=== Task to complete ===
An unchanged copy of each entry below is needed; keep the pictures out of it.

=== Provided material ===

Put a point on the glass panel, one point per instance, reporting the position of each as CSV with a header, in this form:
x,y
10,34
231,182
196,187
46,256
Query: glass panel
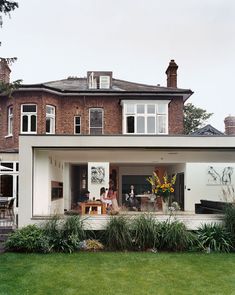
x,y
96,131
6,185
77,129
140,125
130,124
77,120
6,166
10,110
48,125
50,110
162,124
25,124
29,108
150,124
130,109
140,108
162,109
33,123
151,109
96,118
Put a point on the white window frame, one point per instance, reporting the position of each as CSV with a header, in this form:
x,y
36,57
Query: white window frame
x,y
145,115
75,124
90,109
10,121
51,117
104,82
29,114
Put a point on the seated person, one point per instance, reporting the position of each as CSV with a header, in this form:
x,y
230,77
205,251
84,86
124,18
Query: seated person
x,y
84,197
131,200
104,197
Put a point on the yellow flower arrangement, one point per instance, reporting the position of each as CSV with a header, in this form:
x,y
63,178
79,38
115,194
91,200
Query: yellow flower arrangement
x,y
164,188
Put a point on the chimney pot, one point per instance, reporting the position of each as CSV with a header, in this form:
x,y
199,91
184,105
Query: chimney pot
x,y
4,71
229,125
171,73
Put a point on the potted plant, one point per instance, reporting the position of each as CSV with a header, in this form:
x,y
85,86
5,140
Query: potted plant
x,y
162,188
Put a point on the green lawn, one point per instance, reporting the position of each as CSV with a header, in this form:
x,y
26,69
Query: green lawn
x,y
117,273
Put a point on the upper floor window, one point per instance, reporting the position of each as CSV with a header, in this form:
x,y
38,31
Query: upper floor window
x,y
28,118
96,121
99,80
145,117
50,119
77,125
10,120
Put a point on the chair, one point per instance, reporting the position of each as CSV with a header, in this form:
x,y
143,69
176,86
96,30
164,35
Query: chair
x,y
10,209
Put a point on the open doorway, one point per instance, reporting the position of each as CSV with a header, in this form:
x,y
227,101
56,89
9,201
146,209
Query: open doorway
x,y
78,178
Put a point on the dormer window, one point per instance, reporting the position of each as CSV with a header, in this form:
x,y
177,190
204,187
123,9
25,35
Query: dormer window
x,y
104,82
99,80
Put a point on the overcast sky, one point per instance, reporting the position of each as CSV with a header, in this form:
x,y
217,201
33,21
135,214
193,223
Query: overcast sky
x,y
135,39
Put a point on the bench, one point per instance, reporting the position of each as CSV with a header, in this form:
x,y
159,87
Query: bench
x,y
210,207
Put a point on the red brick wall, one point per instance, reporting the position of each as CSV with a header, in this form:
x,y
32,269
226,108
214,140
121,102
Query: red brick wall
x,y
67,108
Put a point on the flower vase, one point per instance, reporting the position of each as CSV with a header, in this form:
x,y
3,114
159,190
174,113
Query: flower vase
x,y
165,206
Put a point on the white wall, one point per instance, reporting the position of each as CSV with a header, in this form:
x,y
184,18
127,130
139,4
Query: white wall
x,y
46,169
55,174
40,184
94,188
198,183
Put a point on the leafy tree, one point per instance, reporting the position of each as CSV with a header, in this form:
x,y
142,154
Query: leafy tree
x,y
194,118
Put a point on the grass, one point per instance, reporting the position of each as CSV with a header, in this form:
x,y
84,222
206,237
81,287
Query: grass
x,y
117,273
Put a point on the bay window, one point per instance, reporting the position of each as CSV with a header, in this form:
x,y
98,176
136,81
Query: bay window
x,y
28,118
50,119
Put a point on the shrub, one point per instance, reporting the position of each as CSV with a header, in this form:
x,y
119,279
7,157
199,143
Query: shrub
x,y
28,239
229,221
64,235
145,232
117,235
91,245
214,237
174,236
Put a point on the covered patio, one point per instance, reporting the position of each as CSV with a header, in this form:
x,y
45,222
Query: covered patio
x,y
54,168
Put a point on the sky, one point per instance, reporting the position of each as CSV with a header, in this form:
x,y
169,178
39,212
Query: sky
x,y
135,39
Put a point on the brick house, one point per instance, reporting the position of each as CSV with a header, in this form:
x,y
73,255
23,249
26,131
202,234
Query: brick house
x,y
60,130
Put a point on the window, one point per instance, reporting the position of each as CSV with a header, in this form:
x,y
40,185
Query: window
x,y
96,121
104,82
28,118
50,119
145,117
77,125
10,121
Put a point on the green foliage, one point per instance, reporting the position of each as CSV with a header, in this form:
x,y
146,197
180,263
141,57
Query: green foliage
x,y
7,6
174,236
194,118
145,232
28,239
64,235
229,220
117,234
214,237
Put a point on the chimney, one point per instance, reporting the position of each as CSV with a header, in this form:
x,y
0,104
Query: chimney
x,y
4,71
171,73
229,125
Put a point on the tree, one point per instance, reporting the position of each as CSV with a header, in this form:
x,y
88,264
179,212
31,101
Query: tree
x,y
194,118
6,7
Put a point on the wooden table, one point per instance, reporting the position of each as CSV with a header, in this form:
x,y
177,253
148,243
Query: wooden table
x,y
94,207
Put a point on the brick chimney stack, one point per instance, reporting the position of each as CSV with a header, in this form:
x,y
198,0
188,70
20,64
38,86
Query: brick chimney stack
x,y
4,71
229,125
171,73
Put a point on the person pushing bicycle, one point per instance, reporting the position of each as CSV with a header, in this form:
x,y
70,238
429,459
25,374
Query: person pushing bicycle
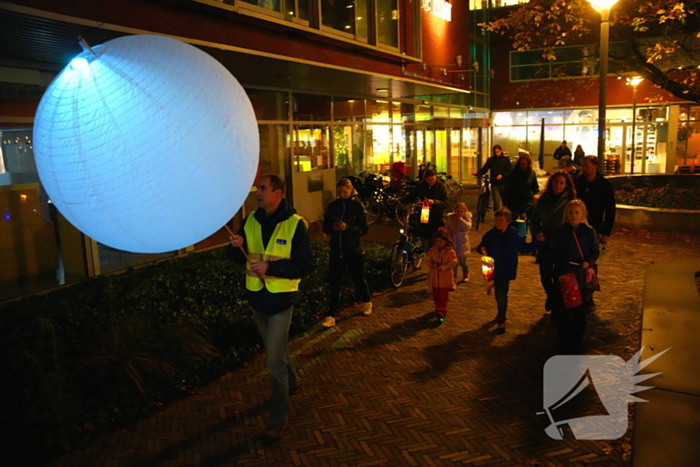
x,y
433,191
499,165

=== Exercise answer ===
Put a point on the glass panel, one point per instance, reporting the position of each as CSV with a header, in this form:
x,y
10,34
231,182
196,187
46,256
Query: glass panel
x,y
96,131
6,185
77,129
140,125
130,124
77,120
6,166
10,110
48,125
50,110
162,124
25,124
29,108
150,124
130,109
140,108
162,109
33,123
151,109
96,118
Put a point on the white window frame, one point per instance, reporting the position of each as CSV with a header, in this form:
x,y
36,57
Query: white window frame
x,y
145,115
75,124
90,109
10,121
51,117
104,82
29,114
Put a point on the seated person, one point per instance, reporting the position of each as CSV with a header, in this form:
x,y
230,77
205,251
84,86
124,18
Query: seated person
x,y
84,197
131,200
104,197
Put a point on the yellow flower arrangement, one point per instance, reporting the position of each as CSV with a header, in this form:
x,y
63,178
79,38
115,194
91,200
Query: yellow flower arrangement
x,y
164,188
Put a point on the chimney pot, one point per instance, reporting the position of each as CSV with a header, in this form:
x,y
199,91
184,105
Query: chimney pot
x,y
4,71
229,125
171,73
Put a point on the potted plant, one point per instance, reporting the position of each as CSV with a header, in this form:
x,y
85,86
5,140
Query: potted plant
x,y
162,188
Put a point on the green lawn, one point per instance, reporting the position of each as CSV with a header, in this form:
x,y
26,69
Query: green lawn
x,y
117,273
Put a point on the upper floor window, one point per instance, reporting the position of each as CSV with a header, in this form:
x,y
38,31
Query: upper floor window
x,y
28,118
96,121
99,80
145,117
50,119
77,125
10,120
Put a point on the chair, one point per instance, reporting the position of each as CSV with a header, in this form:
x,y
143,69
176,86
96,30
164,35
Query: chair
x,y
10,209
Put a point on the open doorway, one point per instance, reporting the position of each as CSV with a header, in this form:
x,y
227,101
56,89
9,201
146,209
Query: open doorway
x,y
78,178
Put a point on the dormer window, one point per instance, reporting the position of each as CSV with a header, in this form:
x,y
177,190
204,187
123,9
25,35
Query: dormer window
x,y
104,82
99,80
Put a point on the overcast sky, one point per instance, reporting the position of each as CSV with a header, in this form:
x,y
217,201
33,21
135,214
193,223
Query: overcast sky
x,y
135,39
Put a point on the bench, one point per instance, reporting the position of each as CSV with a header, in this form:
x,y
159,87
Query: bench
x,y
210,207
Put a point on the red brick wall, one point per instance, reporting the position of each as CSV with a header, in this form:
x,y
32,269
226,108
214,140
121,102
Query: red brick wall
x,y
67,108
Put a point on the flower vase, one point per instance, reporting the position of each as CSV with a header, in this form:
x,y
3,114
159,190
174,113
Query: flower vase
x,y
165,206
Put a point on the white wall, one point per instance, reporting the position of each as CSV with a header, in this form:
x,y
184,18
127,130
139,4
Query: white wall
x,y
46,169
55,174
40,184
94,188
198,183
Put a point on the leafy tree, one point per instance, reporting the position of each as CSV with a header, in this form:
x,y
142,154
Query: leafy tree
x,y
194,118
Put a point on the grass, one point per instance, reporting the position of each as CSV with a header, in this form:
x,y
84,222
206,237
81,287
Query: grass
x,y
117,273
Put a point on the bay window, one point per instance, reporting the position of each as CSV with a header, in this form:
x,y
98,176
136,81
Query: bay window
x,y
28,118
50,119
Put a point on the shrub, one point per instance, reporting the position of each as CSV with a header, in this form:
x,y
119,279
7,157
199,143
Query: shrub
x,y
28,239
229,221
64,235
145,232
117,235
91,245
214,237
174,236
Put a point on the covered patio, one point per instance, reporting the position of each as CSV with a header, in this form:
x,y
45,222
Query: covered patio
x,y
54,168
Put a point on the sky, one point per instance, reporting the position of each as CSV with a header, in this form:
x,y
169,178
39,212
Query: sky
x,y
135,39
Put a point on the brick house, one point per instance, reporting the position of each as CSV with a header, in this form:
x,y
73,255
23,249
26,131
202,234
Query: brick house
x,y
60,130
Put a point on the window, one point per instance, reporting the position of each as CSV with a header, in this form:
x,y
40,185
Query: window
x,y
96,121
104,82
28,118
50,119
145,117
77,125
10,121
Put a point on the green foliage, one point per instance, reporting the position of each as CSV with a header, in this form:
x,y
146,197
180,263
141,57
Query: green foliage
x,y
7,6
174,236
194,118
145,232
28,239
64,235
229,220
117,234
214,237
Put a point on the chimney, one point per instance, reporting the position of each as CSV with a header, in this form:
x,y
0,104
Query: chimney
x,y
4,71
171,73
229,125
Put a point on the tree, one point per instance, reporting the position of each as CSV with a header, in this form:
x,y
88,264
179,212
31,101
Query: tree
x,y
194,118
6,7
Put a point on the wooden table, one point per instance, reporting the position of each as CSV with a header, in this form:
x,y
177,253
148,243
Query: wooden table
x,y
94,207
Put a point on the brick chimney stack, one point per instance, reporting the position of each as CSV with a header, in this form:
x,y
198,0
188,70
20,64
38,86
Query: brick chimney stack
x,y
4,71
229,125
171,73
Put a point on the person pushing bicycle, one point per instance, reporting the position of each as CSV with a header, in this form:
x,y
70,238
429,459
25,374
Query: person pushing bicycle
x,y
433,191
499,165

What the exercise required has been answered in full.